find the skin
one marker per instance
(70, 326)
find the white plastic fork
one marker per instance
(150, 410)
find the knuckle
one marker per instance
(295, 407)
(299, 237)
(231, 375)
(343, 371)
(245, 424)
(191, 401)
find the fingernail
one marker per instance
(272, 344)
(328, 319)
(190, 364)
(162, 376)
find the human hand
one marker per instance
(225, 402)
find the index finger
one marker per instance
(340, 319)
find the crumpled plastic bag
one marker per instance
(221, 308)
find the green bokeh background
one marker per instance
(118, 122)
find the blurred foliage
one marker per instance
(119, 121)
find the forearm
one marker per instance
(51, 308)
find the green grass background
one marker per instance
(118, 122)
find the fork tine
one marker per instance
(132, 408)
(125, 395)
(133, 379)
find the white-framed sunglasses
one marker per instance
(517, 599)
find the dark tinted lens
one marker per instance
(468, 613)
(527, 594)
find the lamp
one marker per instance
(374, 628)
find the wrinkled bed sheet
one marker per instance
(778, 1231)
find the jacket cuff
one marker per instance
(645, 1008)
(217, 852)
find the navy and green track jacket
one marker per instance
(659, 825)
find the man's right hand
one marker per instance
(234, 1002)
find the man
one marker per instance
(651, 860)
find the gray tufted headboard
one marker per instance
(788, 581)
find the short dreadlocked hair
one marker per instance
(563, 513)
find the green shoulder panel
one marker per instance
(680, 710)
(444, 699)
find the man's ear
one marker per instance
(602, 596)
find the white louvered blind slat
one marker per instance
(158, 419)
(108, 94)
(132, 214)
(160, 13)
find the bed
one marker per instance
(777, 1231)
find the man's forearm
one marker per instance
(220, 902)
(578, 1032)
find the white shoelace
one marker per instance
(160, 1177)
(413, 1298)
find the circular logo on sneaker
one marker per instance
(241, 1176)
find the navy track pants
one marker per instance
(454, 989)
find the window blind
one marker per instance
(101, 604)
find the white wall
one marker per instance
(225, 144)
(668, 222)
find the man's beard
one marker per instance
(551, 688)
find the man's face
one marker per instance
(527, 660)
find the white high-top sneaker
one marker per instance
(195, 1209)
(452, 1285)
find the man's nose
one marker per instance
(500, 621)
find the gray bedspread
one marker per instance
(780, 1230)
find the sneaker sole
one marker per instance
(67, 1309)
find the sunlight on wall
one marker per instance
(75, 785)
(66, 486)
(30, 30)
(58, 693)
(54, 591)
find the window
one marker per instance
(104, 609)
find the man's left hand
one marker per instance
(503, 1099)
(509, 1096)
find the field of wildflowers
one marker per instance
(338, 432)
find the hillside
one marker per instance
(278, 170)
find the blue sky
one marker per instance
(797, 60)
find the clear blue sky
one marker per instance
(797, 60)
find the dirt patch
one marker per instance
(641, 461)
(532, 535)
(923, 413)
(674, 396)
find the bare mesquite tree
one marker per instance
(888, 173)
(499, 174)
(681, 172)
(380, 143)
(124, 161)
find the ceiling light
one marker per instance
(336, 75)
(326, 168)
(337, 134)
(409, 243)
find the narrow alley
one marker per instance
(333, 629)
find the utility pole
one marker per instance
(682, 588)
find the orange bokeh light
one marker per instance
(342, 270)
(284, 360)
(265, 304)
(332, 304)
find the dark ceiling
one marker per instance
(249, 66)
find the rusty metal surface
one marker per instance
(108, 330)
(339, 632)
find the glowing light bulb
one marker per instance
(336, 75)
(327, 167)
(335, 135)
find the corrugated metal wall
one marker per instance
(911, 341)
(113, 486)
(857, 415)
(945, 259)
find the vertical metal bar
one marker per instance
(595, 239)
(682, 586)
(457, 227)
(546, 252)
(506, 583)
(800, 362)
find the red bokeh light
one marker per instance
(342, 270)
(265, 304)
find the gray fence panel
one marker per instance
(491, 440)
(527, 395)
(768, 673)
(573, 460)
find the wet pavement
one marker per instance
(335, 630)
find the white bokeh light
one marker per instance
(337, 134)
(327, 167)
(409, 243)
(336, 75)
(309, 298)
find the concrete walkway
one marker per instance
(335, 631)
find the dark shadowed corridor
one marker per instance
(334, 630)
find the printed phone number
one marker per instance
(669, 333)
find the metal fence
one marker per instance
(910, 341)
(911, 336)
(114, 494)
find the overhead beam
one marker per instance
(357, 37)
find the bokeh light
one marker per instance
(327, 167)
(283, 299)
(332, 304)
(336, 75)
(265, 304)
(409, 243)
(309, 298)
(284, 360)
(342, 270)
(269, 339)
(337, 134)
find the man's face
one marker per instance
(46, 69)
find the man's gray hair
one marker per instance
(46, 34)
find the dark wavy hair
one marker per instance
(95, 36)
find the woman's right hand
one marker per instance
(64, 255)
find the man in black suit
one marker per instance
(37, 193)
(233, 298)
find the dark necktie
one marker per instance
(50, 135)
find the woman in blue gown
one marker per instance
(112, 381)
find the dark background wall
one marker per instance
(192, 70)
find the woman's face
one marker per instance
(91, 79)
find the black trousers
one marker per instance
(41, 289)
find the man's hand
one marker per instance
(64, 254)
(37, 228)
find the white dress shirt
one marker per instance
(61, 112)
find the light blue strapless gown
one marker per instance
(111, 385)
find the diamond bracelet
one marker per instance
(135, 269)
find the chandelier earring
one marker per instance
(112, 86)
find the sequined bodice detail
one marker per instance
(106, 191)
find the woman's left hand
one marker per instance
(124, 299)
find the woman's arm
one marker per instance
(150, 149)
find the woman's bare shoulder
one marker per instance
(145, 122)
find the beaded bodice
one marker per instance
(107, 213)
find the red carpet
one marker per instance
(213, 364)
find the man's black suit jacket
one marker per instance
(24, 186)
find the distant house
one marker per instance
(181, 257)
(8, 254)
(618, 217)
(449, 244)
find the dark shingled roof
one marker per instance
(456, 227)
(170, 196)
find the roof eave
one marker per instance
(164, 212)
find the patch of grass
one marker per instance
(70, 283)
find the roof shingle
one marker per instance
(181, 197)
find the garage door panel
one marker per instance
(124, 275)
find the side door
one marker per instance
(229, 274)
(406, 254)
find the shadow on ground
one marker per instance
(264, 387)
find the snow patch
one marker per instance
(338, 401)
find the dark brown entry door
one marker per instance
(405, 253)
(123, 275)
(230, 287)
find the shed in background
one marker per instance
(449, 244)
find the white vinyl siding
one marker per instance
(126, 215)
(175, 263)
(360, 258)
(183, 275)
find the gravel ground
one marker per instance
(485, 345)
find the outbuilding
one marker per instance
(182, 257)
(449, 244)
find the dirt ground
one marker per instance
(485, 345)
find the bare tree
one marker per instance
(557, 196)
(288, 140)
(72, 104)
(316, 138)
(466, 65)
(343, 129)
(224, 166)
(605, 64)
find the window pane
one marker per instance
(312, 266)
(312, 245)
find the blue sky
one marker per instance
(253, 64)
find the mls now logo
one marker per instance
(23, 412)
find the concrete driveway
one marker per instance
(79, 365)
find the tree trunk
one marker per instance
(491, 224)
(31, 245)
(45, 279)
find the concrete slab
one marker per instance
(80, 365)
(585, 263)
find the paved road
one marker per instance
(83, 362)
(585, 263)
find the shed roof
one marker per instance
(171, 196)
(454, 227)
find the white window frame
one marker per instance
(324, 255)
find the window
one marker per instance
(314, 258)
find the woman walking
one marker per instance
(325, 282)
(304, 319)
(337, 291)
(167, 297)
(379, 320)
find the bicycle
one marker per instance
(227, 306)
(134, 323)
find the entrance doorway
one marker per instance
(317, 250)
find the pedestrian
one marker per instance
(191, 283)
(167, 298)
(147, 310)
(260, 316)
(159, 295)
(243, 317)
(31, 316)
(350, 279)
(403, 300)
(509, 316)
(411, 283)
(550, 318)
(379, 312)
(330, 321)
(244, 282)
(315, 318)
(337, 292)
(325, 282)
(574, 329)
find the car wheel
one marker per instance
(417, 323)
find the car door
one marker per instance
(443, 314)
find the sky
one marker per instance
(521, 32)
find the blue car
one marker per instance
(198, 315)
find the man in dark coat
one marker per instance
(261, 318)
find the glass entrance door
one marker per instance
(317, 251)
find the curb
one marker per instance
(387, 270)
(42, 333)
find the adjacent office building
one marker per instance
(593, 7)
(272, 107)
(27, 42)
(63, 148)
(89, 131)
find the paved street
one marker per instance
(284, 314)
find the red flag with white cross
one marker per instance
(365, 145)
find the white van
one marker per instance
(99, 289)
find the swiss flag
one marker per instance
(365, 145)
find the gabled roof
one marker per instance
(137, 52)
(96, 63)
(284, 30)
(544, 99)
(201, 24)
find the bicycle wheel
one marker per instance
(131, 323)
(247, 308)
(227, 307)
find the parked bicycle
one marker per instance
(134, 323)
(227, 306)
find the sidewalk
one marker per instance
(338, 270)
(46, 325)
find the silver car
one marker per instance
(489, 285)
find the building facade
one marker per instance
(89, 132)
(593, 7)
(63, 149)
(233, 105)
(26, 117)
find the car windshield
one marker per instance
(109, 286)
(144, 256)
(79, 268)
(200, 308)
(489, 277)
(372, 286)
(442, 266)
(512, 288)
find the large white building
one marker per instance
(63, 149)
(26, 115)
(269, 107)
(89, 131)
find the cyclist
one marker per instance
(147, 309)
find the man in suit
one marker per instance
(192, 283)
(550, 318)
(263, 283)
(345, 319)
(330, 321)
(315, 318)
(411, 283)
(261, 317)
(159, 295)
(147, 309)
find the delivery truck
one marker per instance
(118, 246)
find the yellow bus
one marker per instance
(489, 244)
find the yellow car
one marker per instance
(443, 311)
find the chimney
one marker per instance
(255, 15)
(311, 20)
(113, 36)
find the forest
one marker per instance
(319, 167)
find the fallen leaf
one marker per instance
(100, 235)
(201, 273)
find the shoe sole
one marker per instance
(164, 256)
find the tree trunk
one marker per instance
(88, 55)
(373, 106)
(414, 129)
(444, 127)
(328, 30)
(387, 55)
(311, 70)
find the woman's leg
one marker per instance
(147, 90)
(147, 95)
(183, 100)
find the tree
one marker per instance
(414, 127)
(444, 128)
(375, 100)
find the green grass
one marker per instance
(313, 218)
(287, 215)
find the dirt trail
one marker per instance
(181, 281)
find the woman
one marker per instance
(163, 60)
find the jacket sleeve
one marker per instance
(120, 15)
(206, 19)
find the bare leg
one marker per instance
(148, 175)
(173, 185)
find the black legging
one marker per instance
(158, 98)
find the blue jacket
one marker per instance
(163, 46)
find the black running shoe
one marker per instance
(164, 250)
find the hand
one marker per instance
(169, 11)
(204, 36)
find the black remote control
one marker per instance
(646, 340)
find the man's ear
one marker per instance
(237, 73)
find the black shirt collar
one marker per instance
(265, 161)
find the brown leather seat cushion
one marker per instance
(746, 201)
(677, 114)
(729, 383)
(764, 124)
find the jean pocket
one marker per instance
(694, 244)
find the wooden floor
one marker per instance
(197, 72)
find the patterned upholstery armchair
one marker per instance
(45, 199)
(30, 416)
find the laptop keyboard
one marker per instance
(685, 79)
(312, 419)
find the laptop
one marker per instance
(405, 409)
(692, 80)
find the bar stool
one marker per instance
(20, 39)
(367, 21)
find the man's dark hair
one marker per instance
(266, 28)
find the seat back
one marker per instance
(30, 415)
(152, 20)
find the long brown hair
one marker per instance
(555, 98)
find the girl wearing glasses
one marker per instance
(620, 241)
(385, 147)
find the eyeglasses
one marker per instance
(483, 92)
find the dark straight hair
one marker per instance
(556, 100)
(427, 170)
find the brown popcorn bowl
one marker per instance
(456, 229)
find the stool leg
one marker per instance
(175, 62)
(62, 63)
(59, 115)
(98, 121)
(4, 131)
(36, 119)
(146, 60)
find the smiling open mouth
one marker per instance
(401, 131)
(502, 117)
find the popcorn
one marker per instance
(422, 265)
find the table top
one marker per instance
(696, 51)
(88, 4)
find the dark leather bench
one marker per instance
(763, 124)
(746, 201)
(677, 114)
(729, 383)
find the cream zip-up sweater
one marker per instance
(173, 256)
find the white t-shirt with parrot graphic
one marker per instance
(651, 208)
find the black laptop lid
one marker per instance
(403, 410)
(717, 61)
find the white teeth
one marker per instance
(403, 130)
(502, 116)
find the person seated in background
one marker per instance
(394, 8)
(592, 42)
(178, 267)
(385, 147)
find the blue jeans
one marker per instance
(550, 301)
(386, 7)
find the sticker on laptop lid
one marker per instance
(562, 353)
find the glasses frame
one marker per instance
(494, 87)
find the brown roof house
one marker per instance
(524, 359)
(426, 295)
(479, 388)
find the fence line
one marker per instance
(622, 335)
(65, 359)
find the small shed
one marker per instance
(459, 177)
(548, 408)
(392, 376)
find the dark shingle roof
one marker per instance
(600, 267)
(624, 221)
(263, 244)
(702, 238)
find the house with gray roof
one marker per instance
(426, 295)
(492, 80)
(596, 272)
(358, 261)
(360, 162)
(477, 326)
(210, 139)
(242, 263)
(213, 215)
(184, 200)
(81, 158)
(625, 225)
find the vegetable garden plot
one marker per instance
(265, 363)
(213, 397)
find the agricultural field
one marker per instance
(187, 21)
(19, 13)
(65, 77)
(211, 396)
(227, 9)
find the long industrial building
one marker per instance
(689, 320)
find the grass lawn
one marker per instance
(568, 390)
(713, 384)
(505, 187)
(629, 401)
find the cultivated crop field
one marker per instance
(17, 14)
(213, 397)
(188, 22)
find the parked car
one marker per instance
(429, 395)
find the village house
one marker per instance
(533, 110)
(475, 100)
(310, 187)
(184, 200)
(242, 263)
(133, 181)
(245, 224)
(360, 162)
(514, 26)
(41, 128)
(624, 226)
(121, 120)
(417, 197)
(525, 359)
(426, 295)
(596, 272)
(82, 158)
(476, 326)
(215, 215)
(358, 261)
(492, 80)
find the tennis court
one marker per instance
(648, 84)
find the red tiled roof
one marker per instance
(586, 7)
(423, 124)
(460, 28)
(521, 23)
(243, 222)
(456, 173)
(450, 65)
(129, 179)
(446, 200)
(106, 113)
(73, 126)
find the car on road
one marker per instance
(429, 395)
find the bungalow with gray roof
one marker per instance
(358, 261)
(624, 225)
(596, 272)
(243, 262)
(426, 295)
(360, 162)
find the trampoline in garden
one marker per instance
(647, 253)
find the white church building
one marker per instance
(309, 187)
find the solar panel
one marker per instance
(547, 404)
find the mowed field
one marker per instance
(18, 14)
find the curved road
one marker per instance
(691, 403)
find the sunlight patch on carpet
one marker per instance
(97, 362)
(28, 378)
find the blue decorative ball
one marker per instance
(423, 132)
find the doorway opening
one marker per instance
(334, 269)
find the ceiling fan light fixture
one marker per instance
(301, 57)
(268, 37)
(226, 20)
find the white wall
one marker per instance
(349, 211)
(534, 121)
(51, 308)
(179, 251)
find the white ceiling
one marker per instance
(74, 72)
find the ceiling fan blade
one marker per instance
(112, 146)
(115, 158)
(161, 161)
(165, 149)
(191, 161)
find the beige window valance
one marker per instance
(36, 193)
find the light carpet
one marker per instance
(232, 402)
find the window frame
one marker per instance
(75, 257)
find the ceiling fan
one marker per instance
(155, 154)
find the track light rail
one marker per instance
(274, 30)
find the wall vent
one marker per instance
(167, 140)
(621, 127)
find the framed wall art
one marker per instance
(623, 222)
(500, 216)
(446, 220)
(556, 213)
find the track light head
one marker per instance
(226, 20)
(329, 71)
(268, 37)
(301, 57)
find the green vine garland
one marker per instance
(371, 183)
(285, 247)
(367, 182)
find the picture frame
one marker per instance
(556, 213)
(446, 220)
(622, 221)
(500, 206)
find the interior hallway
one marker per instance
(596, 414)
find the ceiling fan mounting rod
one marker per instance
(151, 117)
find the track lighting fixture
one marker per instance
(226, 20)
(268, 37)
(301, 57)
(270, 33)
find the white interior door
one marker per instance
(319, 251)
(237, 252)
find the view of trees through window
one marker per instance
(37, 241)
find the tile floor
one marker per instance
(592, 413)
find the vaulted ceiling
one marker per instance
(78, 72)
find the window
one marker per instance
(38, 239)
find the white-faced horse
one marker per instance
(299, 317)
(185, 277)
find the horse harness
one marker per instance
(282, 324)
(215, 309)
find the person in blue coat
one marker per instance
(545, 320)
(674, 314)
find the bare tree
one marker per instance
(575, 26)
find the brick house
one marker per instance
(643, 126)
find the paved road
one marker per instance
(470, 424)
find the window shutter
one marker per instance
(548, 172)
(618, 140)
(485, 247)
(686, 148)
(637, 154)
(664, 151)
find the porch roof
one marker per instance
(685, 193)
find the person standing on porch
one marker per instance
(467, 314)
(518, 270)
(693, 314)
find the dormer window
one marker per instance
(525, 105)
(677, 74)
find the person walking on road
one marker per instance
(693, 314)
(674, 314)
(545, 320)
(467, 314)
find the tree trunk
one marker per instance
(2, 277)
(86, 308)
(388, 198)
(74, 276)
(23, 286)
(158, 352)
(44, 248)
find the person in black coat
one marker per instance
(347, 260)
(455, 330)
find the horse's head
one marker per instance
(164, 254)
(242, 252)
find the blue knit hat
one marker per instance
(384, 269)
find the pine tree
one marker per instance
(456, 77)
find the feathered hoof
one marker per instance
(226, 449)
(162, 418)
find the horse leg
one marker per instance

******

**EXERCISE BRIEF**
Find the line containing "find the person standing on porch", then output it and every line after it to the end of the data, exactly.

**THE ANSWER**
find the person standing on porch
one marker per instance
(467, 314)
(518, 270)
(693, 314)
find the dormer window
one marker per instance
(525, 105)
(677, 74)
find the person walking on road
one marker per instance
(693, 314)
(674, 314)
(545, 320)
(467, 314)
find the tree trunk
one marker per instance
(2, 277)
(86, 308)
(388, 198)
(74, 276)
(23, 286)
(158, 352)
(44, 248)
find the person in black coat
one marker per instance
(347, 260)
(455, 330)
find the horse's head
one marker per instance
(164, 254)
(242, 252)
find the blue knit hat
one marker per instance
(384, 269)
find the pine tree
one marker per instance
(456, 77)
find the feathered hoof
one marker per instance
(226, 449)
(162, 418)
find the horse leg
one marker per instance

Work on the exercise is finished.